··· Input material ···
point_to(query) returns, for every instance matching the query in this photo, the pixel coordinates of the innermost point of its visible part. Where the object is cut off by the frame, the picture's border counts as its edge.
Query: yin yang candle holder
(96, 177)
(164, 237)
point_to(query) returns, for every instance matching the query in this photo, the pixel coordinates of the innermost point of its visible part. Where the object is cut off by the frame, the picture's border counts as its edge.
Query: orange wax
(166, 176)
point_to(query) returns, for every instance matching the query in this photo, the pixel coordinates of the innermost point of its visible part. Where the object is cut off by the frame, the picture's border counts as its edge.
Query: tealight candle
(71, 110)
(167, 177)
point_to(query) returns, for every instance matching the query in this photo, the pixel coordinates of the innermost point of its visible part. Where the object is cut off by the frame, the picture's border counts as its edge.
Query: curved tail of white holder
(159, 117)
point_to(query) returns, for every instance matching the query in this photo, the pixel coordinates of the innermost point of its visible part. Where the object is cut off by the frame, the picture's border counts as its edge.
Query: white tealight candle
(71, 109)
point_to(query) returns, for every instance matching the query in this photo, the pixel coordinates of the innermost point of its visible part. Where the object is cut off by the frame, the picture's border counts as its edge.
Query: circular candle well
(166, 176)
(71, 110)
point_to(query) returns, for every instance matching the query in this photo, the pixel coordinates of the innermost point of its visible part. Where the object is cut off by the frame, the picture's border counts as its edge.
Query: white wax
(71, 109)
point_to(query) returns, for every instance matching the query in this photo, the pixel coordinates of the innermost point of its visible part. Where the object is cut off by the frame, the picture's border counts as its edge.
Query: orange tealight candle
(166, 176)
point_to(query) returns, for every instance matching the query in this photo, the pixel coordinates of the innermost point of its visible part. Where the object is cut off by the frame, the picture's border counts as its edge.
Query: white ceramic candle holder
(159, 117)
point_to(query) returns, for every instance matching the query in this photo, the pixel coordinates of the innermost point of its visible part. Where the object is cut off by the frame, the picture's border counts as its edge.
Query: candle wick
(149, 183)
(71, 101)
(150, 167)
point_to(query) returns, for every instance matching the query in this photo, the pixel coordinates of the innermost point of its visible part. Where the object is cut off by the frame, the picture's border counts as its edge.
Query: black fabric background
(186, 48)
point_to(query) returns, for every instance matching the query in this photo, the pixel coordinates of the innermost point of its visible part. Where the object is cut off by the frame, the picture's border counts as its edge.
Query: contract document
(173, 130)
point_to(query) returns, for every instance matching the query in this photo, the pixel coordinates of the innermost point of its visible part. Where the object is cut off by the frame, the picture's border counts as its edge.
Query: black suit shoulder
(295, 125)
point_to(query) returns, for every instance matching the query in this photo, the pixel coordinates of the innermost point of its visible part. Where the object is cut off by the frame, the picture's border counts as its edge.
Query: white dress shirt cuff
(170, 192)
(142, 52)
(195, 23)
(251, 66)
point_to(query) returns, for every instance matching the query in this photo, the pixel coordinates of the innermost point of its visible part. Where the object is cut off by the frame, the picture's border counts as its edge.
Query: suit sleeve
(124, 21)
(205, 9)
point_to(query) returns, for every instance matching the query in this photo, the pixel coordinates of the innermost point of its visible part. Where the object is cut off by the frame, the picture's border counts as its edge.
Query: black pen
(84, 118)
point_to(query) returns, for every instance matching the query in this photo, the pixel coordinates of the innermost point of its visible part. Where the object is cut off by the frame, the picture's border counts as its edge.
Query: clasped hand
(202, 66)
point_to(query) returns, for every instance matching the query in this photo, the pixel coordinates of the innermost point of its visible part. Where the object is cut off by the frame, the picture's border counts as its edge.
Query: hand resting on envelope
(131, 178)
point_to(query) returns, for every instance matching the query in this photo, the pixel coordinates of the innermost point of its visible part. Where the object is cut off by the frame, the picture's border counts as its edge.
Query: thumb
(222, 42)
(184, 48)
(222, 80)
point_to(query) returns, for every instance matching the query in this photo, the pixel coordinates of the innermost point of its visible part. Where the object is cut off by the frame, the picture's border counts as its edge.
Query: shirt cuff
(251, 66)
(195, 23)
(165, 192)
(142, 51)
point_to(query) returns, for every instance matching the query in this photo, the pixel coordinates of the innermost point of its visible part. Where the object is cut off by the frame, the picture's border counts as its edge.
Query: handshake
···
▶ Work instruction:
Each line of the material must be restated exactly.

▶ Answer box:
point_to(query) returns, for every instance matching the query in this photo, the pixel coordinates of the innermost point of its visible part. Where the object is cut off by the frame, the picture's border counts as its edge.
Query: yin yang candle holder
(96, 177)
(164, 237)
point_to(query) returns, for every instance matching the query in this photo, the pixel coordinates of the innermost point of its visible part. Where the object is cut off by the frame, the picture's border counts as its edge.
Query: orange wax
(166, 176)
point_to(query) returns, for every instance matching the query in this photo, the pixel coordinates of the innermost point of its visible part. Where the object is cut off by the frame, the picture's border counts as its edge.
Query: tealight candle
(71, 110)
(167, 177)
point_to(query) returns, for every instance matching the query in this photo, the pixel coordinates of the innermost point of its visible part. Where the object is cut off by the frame, the picture's border counts as its edge.
Query: curved tail of white holder
(159, 117)
point_to(query) returns, for every instance matching the query in this photo, the pixel coordinates of the innermost point of its visible part. Where the object is cut off by the frame, the picture's border counts as its edge.
Query: white tealight candle
(71, 109)
point_to(query) returns, for every instance matching the query in this photo, the pixel coordinates of the innermost point of its visible part. Where the object is cut off by the frame, the picture's border counts as its edge.
Query: circular candle well
(166, 176)
(71, 110)
point_to(query) returns, for every instance matching the query in this photo, the pixel coordinates of the innermost point of its visible part. Where the object is cut off by the frame, the picture's border counts as its edge.
Query: white wax
(71, 109)
point_to(query) returns, for every instance matching the query in this photo, the pixel coordinates of the innermost point of its visible part. Where the object is cut off by the frame, the picture's border counts as its edge.
Query: orange tealight candle
(166, 176)
point_to(query) returns, for every instance matching the query in this photo, the pixel coordinates of the innermost point of its visible part. Where the object is cut off by the frame, the picture's border counts as its edge.
Query: white ceramic candle holder
(159, 117)
point_to(query) returns, for every instance matching the query in this photo, the pixel coordinates of the innermost point of its visible part. Where the object is cut off by the frame, the picture's border counts as its edge.
Query: candle wick
(149, 183)
(71, 101)
(150, 167)
point_to(query) returns, for every instance matching the query in this photo, the pixel coordinates of the innermost point of its visible part. Where the object is cut off by the frame, the picture's border counts as its edge.
Query: black fabric background
(186, 48)
point_to(query) returns, for every instance matching the query in this photo, the pixel coordinates of the innermost point of its visible part. Where the object is cut off by the frame, the picture's border counts as its edge.
Query: contract document
(173, 130)
point_to(query) returns, for every instance matching the query in this photo, the pixel coordinates of the innermost point of its visible part. Where the object is cut off by the frame, the picture's border counts as its edge.
Query: black suit shoulder
(295, 125)
point_to(query) returns, for every instance matching the query in this photo, the pixel coordinates of the innermost point of its visible part. Where the object is cut off by the frame, the picture's border counts as its edge.
Query: white dress shirt cuff
(170, 192)
(142, 52)
(195, 23)
(251, 66)
point_to(query) returns, for every instance matching the query in this photo, the pixel coordinates of the innermost point of its visible part. Where the object is cut off by the frame, the picture's border counts as its edge.
Query: suit sleeve
(124, 21)
(205, 9)
point_to(query) returns, for every instance matching the query in this photo, the pixel coordinates of the innermost point of its visible part. Where the object is cut off by the frame, the picture's border counts as its edge.
Query: black pen
(84, 118)
point_to(query) returns, for every instance matching the query in this photo, the pixel coordinates of the innermost point of its visible part. Where the object is cut off by the frame, the picture's border counts as its edge.
Query: clasped hand
(202, 66)
point_to(query) returns, for every instance matching the query in this photo, the pixel coordinates of the innermost point of its visible part. Where the object is cut off by the frame, the picture's border counts as its edge.
Query: hand resting on envelope
(131, 178)
point_to(query) returns, for every instance matching the query in this photo, the pixel coordinates of the innermost point of its visible part. Where the object is cut off by the frame, the picture's border counts as its edge.
Query: thumb
(222, 42)
(184, 48)
(222, 80)
point_to(query) returns, for every instance matching the query in this photo, the pixel coordinates of the innermost point of its visible part. Where the object is cut off by the frame, the picture's border counts as its edge.
Query: shirt cuff
(251, 66)
(195, 23)
(165, 192)
(142, 51)
point_to(query) returns, for every instance matching the query in this photo, the pixel coordinates of the innermost point of its visible part. Where the object is cut off by the frame, the picture's border counts as its edge.
Query: handshake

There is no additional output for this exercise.